====== Record set

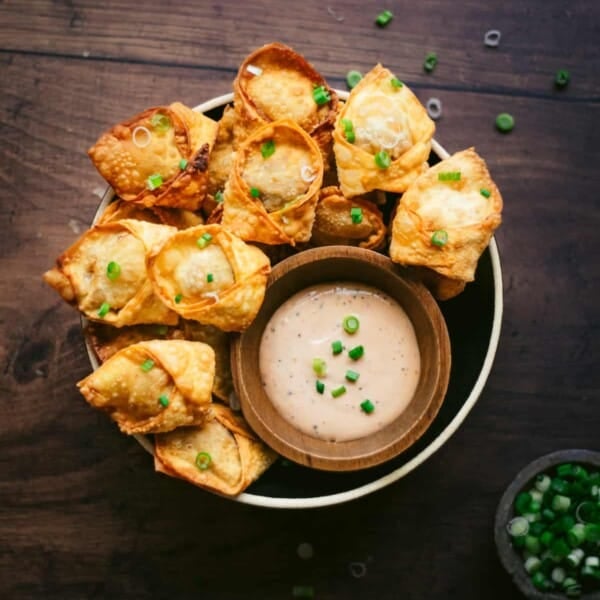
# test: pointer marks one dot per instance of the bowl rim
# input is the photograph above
(510, 559)
(429, 450)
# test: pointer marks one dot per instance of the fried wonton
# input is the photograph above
(272, 190)
(223, 455)
(154, 386)
(159, 157)
(382, 137)
(446, 218)
(104, 274)
(209, 275)
(275, 83)
(351, 222)
(176, 217)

============

• [What is expected]:
Rewrite the data from the line containing "# test: pointer marks one dot per instance of the fried" through the end, replacing "photograph" with "image" and leaving all else unchanged.

• [Output below]:
# test: pointer marks one dot per instance of the fried wonton
# input is the image above
(272, 190)
(223, 455)
(154, 386)
(159, 157)
(382, 137)
(446, 218)
(104, 274)
(209, 275)
(275, 83)
(351, 222)
(176, 217)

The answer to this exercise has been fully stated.